-- TUGAS YANG DIMINTA --
1 – Apakah setiap pernyataan berikut sesuai dengan teks tentang sabatikal di bawah? Jawab ya atau tidak, lalu kutip persis kata-kata dari teks yang menentukannya. (a) KBBI menyerap istilah sabbatical menjadi sabatikal. (b) Laku sabatikal hanya berlangsung beberapa minggu. (c) Para pesohor yang menjalani sabatikal tetap memakai nama asli mereka.
2 – Tuliskan lanjutan teks tentang sabatikal di bawah, dimulai sesudah kalimat terakhirnya.

Selanjutnya shabbat bertransformasi makna di masyarakat barat, digunakan untuk menyebut istilah seperti yang sudah saya kutip di paragraf pertama tulisan ini. Mereka menyebutnya sabbatical yang diserap KBBI menjadi sabatikal.

Seiring perjalanan waktu, makna sabatikal mengalami sedikit perubahan. Istilah sabatikal digunakan bukan hanya untuk cuti dari kerja, mengadakan penelitian, dan kursus penyegaran ilmu. Istilah sabatikal digunakan untuk sesuatu yang lebih dari yang disebut di atas, lebih secara laku juga lebih dalam memberikan manfaat kepada sesama.

Entah siapa yang pertama memulai, sabatikal, atau ‘sabbatical leave’ dalam bahasa Inggris adalah sebuah laku mengasingkan diri dari rutinitas yang biasa dilakukan sehari-hari. Meninggalkan pekerjaan, rumah, dan bermacam kenyamanan lain selama berbulan-bulan, hingga bertahun-tahun, untuk melakukan kerja sosial, membantu mereka yang membutuhkan, bekerja bersama warga tempat ia mengasingkan diri, dan bekerja apa saja mendermakan pikiran dan terutama tenaga selama dibutuhkan warga.

Selain itu, mereka yang menjalani laku sabatikal belajar banyak dari masyarakat tempatan. Belajar bagaimana berlaku sederhana, dan menghargai hidup dan kehidupan yang telah diberikan kepadanya.

Dari orang biasa hingga para pesohor pernah menjalani laku ini. Seorang pengusaha real estate, anak pemilik usaha butik nomor wahid di Eropa, hingga musisi kelas dunia pernah melakukan sabatikal karena muak dengan kehidupan yang hingar-bingar dan hedon. Mereka menyamarkan identitas, mengganti nama, hidup dan bekerja bersama warga, dan akhirnya meninggalkan desa usai membangun rumah sakit, perpustakaan, taman bermain, dan bermacam hal bermanfaat lain bernilai jutaan dolar. Peninggalan itu sesuai kebutuhan masyarakat hasil pengamatan selama menjalani prosesi sabatikal.

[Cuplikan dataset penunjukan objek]
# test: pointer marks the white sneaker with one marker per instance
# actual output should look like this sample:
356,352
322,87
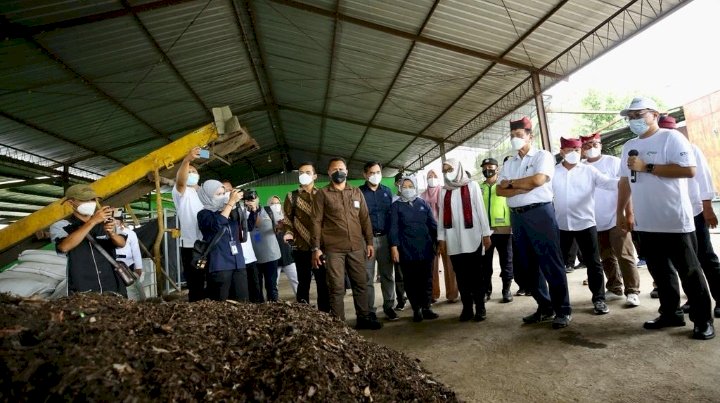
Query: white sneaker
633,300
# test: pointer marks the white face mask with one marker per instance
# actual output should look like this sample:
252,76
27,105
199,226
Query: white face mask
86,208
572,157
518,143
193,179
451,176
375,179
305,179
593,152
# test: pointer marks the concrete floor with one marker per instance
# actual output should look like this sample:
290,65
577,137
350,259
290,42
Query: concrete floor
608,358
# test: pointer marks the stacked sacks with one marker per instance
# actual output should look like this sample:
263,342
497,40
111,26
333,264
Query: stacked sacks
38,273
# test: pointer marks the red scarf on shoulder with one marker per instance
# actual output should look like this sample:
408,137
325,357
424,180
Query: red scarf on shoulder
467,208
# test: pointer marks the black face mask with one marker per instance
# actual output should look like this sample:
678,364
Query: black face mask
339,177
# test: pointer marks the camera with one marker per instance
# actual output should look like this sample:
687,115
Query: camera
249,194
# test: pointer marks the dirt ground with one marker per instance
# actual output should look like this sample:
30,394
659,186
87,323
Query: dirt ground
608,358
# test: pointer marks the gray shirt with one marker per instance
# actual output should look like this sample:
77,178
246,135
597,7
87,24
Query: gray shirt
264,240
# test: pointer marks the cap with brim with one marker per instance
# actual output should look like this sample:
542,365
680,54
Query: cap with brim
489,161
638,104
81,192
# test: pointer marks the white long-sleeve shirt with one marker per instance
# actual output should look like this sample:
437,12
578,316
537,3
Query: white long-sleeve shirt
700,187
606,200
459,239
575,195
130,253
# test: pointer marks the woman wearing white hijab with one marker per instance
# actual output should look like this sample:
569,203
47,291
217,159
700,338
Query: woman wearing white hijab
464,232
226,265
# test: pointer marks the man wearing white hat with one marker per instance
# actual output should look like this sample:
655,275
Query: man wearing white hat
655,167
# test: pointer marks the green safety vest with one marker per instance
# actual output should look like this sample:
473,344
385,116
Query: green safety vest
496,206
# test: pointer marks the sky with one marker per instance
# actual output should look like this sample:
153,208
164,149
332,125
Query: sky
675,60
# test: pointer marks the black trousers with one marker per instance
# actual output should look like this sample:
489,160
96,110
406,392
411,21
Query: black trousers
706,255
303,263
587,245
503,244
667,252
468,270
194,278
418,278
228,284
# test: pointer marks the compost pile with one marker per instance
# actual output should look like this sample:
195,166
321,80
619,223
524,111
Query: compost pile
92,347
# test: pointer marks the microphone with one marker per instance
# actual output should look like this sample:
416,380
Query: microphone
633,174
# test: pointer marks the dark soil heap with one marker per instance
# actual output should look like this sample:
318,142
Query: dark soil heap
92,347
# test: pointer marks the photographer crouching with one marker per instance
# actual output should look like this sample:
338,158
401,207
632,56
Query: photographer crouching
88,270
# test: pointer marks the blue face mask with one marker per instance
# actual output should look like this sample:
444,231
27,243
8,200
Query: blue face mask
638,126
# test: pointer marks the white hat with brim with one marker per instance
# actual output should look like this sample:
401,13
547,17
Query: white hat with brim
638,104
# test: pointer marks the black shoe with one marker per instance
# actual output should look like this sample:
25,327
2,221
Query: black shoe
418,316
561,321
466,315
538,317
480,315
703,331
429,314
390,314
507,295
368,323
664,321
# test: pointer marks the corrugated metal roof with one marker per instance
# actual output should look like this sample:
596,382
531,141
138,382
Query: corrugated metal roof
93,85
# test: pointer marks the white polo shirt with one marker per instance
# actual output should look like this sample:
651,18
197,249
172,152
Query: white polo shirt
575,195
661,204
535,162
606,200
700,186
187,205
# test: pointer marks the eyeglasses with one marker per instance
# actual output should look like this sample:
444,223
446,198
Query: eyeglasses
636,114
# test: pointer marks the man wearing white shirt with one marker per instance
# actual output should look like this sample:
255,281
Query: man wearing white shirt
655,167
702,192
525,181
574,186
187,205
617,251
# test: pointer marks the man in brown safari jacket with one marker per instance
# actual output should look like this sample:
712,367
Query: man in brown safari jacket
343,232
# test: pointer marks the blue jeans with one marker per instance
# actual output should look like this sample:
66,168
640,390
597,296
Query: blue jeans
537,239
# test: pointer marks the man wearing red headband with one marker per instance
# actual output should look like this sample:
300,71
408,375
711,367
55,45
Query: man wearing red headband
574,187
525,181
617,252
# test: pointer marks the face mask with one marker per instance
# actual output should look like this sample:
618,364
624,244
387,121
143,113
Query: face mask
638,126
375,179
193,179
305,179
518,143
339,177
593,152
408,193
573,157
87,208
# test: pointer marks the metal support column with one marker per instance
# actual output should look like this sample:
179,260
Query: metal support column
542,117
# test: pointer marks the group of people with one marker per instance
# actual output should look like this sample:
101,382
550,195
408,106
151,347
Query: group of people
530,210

-- JAWABAN LATIHAN --
1 –
(a) Ya: "Mereka menyebutnya sabbatical yang diserap KBBI menjadi sabatikal."
(b) Tidak: "selama berbulan-bulan, hingga bertahun-tahun"
(c) Tidak: "Mereka menyamarkan identitas, mengganti nama"

2 –
Tidak, mereka tidak datang dengan gembar gembor ingin menginspirasi, tidak datang dengan stigma-stigma yang menyalahkan dan memandang remeh masyarakat semisal bodoh, malas, tertinggal, primitif dan sebagainya sehingga harus dicerahkan, diberi inspirasi, dicekoki pandangan-pandangan tentang cita-cita muluk dan modernisme. Bukan itu semua.

Mereka datang dengan tujuan ingin mendermakan pikiran dan tenaga sesuai dengan kebutuhan dan laku hidup yang dijalankan masyarakat tempat mereka menjalani laku sabatikal. Belajar banyak hal dari masyarakat tempatan dengan tujuan agar hidup selanjutnya bisa lebih bermakna dan bermanfaat.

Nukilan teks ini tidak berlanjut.